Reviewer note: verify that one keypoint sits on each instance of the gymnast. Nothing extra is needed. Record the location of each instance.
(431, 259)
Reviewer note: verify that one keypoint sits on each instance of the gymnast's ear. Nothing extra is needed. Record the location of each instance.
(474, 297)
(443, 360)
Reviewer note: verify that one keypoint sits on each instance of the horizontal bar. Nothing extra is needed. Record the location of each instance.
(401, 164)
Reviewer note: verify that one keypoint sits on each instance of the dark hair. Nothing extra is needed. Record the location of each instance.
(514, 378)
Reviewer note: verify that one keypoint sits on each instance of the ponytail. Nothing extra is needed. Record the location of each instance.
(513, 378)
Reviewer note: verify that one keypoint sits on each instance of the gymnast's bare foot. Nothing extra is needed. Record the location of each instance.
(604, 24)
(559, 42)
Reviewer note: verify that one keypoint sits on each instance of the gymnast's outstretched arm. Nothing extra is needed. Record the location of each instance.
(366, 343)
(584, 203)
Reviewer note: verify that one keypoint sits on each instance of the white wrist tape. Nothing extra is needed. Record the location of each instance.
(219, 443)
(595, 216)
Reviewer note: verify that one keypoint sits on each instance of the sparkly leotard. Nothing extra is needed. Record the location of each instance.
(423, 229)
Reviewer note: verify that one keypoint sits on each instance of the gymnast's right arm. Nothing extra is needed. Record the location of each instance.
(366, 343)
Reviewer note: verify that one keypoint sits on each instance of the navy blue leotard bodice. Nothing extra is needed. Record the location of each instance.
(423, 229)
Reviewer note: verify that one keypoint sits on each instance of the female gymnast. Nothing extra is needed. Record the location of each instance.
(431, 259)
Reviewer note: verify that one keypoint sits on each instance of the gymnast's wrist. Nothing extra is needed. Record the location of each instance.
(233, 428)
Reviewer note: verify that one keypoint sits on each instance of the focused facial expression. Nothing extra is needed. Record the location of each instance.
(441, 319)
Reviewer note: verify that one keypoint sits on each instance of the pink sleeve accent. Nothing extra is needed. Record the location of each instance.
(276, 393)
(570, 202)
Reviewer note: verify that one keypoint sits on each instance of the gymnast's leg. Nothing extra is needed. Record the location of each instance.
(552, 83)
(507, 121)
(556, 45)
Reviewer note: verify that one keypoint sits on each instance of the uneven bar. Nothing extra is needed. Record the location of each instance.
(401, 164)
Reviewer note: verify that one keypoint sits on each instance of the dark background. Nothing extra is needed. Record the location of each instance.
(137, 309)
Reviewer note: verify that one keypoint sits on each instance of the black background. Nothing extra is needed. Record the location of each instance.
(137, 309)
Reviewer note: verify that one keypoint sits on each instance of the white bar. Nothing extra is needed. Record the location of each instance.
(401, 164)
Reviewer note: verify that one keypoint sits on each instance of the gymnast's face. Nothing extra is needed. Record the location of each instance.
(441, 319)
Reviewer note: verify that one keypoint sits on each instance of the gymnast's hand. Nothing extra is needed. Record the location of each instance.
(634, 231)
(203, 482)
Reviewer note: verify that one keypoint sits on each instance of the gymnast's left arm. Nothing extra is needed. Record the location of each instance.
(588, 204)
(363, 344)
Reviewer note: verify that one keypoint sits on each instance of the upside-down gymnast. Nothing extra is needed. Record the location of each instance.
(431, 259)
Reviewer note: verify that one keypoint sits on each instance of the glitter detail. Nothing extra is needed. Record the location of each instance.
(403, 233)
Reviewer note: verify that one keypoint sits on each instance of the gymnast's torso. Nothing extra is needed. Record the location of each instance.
_ _ _
_STATED TASK_: Update all the records above so that every "keypoint" reads "marker", leaving the rest of each line unchanged.

_OUTPUT_:
Reviewer note: verify that one marker sits on each instance of the gymnast. Nothing extra is needed. Record the location of each instance.
(431, 259)
Reviewer note: verify that one marker sits on each instance of the gymnast's ear. Nothing extra is needed. Record the location of each instance.
(474, 297)
(443, 360)
Reviewer note: verify that one marker sits on each instance of the horizontal bar. Nothing extra is needed. Record the location of each instance.
(401, 164)
Reviewer note: verify that one marker sits on each instance of the dark hair. Nothing extra is needed. Record the location of each instance.
(514, 378)
Reviewer note: verify that one marker sits on each instance of the ponytail. Nothing extra is needed. Record the location of each instance.
(513, 378)
Reviewer note: verify that one marker sits on each instance of the gymnast's bare foot. Nothing extra is needed. Record the location of each instance.
(604, 24)
(559, 42)
Reviewer note: verify that one marker sits on each instance of the gymnast's outstretched arm. Nothing extra is needed. Record the location of each instance.
(366, 343)
(584, 203)
Reviewer note: verify that one marker sits on each instance of the white wrist tape. Nothing extra is needed. Record the location of each instance.
(219, 443)
(595, 216)
Reviewer note: verify that one marker sits on each instance of the sparkly leotard. Nothing extra is needed. Record the location of each instance.
(423, 229)
Reviewer note: verify that one marker sits on each instance of the gymnast's right arm. Nothing extra is needed. Record the location of each instance.
(366, 343)
Reviewer note: verify that one marker sits on each instance of the navy blue leotard bodice. Nothing extra is needed. Record the location of each instance.
(423, 229)
Reviewer note: verify that one marker sits on each instance of the female gymnast. Nothing extra is needed. Record the location of each instance.
(431, 259)
Reviewer note: verify that one marker sits on each instance of the gymnast's wrist. Nothing extra is needed. Record the location of each instance.
(233, 428)
Reviewer note: verify that one marker sits on each instance of the focused facial expression. Nothing extra is needed. Record the location of each instance.
(441, 319)
Reviewer note: verify that one marker sits on each instance of the pink sleeve accent. Nothing extra is needed. Record the location of each instance.
(276, 393)
(570, 202)
Reviewer note: verify that one marker sits on each instance of the gymnast's leg. Nothing extra is needed. Record the location of each instance.
(552, 83)
(507, 121)
(556, 45)
Reviewer note: verify that one marker sits on each instance of the uneven bar. Nothing extra is needed. Record the location of each instance.
(401, 164)
Reviewer note: verify that one marker sits on each instance of the dark background. Nothing extra is needed. Record the location of each instance.
(137, 309)
Reviewer note: verify that one marker sits on each instance of the black background. Nothing extra is needed. Record the location of each instance.
(137, 309)
Reviewer note: verify that one marker sits on each instance of the white bar. Nothing extra is needed. Record the location of each instance.
(401, 164)
Reviewer note: verify that one marker sits on each instance of the gymnast's face. Nothing extra is needed. Record the location of each instance.
(441, 319)
Reviewer note: verify that one marker sits on each instance of the gymnast's hand. Nothing extra is needed. Record the location of each instance.
(634, 231)
(203, 482)
Reviewer note: verify that one marker sits on each instance of the gymnast's left arm. Nothing extra is needed. Record the location of each instance.
(588, 204)
(363, 344)
Reviewer note: verify that one marker sits on each instance of the upside-down gymnast. Nothing extra is needed. Record the location of each instance.
(431, 259)
Reviewer note: verify that one marker sits on each instance of the glitter detail. Nothing extra is needed. Record the location of each instance.
(403, 233)
Reviewer note: verify that one marker sits on each instance of the gymnast's torso. Nothing extra is needed. Record the location of each instance.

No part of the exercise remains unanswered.